Natural language region descriptions
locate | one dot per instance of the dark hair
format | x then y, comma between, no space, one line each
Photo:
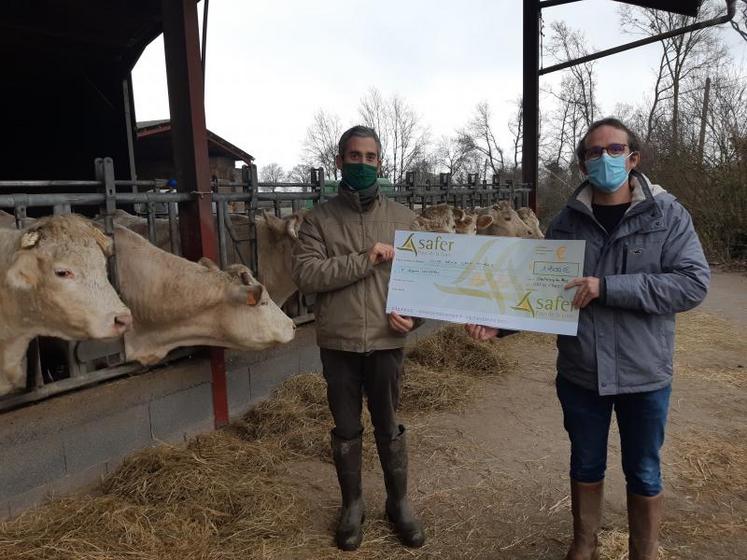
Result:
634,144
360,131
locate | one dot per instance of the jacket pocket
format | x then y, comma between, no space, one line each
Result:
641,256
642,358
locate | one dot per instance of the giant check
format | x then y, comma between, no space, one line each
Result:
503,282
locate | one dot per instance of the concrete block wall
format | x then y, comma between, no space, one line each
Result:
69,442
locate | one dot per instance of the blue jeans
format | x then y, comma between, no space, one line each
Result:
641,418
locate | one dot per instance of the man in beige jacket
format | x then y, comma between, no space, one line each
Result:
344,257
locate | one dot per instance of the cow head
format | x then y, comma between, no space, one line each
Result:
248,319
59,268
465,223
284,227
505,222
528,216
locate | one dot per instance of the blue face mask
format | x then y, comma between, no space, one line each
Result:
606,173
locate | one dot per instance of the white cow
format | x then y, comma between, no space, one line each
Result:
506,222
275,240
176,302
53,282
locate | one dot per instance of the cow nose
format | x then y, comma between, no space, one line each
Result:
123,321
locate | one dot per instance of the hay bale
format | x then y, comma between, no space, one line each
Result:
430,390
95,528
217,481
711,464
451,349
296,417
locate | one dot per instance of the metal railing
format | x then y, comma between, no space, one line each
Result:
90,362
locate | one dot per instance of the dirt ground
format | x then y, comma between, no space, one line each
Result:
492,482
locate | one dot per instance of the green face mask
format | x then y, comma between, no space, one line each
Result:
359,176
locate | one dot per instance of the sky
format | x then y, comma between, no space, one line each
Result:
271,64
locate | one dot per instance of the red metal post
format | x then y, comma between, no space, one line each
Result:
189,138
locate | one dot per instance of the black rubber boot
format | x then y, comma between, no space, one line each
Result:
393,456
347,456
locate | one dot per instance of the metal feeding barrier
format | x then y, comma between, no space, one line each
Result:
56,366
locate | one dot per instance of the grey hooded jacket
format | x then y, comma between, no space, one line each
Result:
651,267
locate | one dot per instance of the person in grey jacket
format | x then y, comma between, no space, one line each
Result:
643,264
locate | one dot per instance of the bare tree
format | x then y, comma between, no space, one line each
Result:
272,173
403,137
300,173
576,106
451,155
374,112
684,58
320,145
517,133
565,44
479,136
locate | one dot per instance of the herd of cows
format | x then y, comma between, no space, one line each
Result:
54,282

* * *

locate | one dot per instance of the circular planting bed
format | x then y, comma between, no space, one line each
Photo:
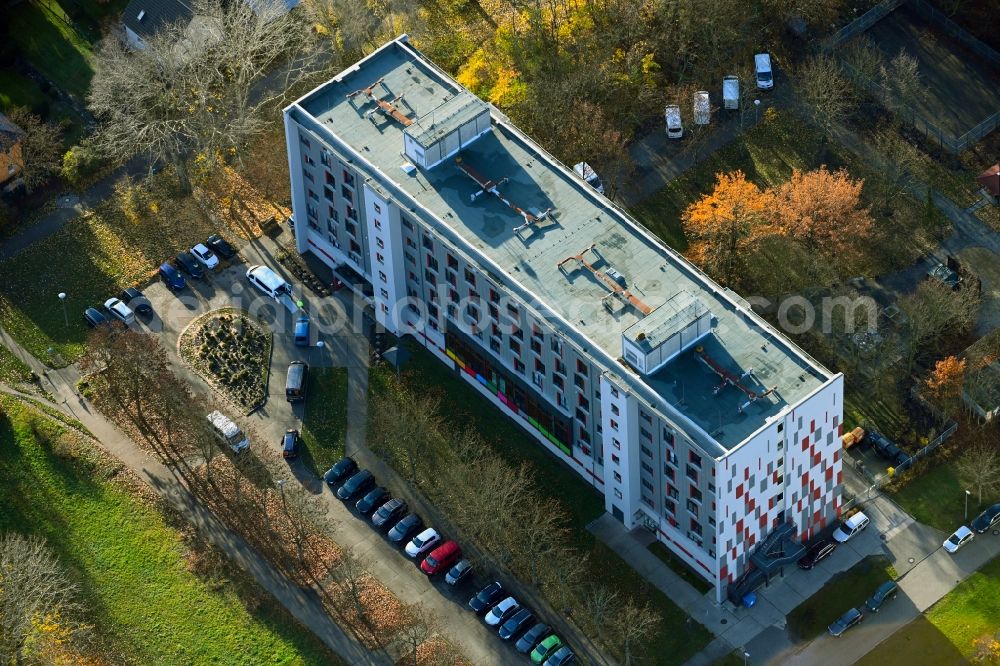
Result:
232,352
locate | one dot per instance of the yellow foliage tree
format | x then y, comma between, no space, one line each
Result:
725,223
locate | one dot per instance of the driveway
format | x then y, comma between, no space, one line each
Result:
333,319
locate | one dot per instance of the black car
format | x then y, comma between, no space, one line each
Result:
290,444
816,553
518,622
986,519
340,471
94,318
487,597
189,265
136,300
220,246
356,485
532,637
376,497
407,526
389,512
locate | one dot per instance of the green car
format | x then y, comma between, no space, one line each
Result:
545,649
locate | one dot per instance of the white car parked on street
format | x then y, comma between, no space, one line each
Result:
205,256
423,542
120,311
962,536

==

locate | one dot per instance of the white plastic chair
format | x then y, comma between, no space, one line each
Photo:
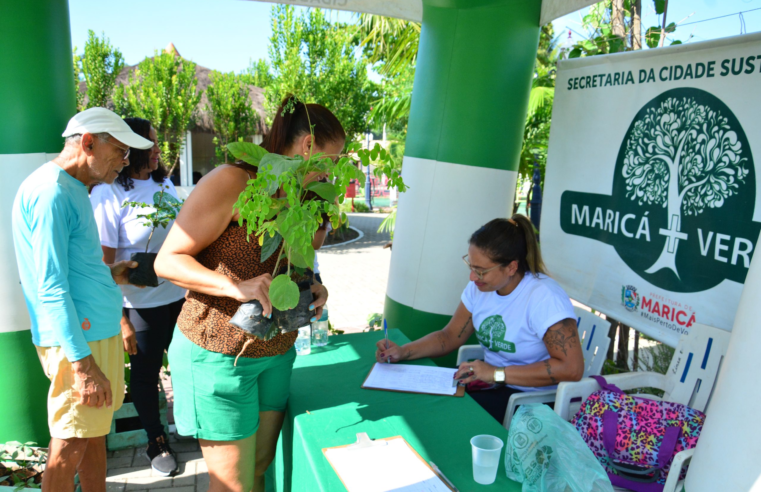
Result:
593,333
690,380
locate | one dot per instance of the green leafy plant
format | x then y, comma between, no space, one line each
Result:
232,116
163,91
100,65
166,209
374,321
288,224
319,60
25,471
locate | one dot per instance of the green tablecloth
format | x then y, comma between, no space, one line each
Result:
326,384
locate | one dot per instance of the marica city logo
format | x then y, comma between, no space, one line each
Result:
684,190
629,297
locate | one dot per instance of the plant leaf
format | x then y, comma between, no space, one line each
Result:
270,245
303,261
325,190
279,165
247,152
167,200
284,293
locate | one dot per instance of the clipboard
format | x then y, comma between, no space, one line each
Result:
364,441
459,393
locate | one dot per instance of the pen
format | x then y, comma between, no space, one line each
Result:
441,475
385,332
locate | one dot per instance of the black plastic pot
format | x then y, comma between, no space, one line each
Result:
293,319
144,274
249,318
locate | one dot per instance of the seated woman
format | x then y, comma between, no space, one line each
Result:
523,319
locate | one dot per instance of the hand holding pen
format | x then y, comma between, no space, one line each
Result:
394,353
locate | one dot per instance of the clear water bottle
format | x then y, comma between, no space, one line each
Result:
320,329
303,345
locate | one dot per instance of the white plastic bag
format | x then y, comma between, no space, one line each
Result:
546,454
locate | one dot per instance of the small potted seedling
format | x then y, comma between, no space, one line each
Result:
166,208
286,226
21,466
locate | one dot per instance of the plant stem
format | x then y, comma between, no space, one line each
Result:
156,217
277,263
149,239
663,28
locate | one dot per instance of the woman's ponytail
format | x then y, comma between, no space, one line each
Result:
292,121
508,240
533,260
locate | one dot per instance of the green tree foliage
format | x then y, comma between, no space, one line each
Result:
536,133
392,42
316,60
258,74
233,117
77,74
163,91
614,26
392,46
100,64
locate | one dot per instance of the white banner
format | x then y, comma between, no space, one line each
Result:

Task item
Filter the records above for lines containing the word "mask", and copy those lines.

Exercise solution
locate | one dot per instance of the blue face mask
locate | one dot per instance of the green face mask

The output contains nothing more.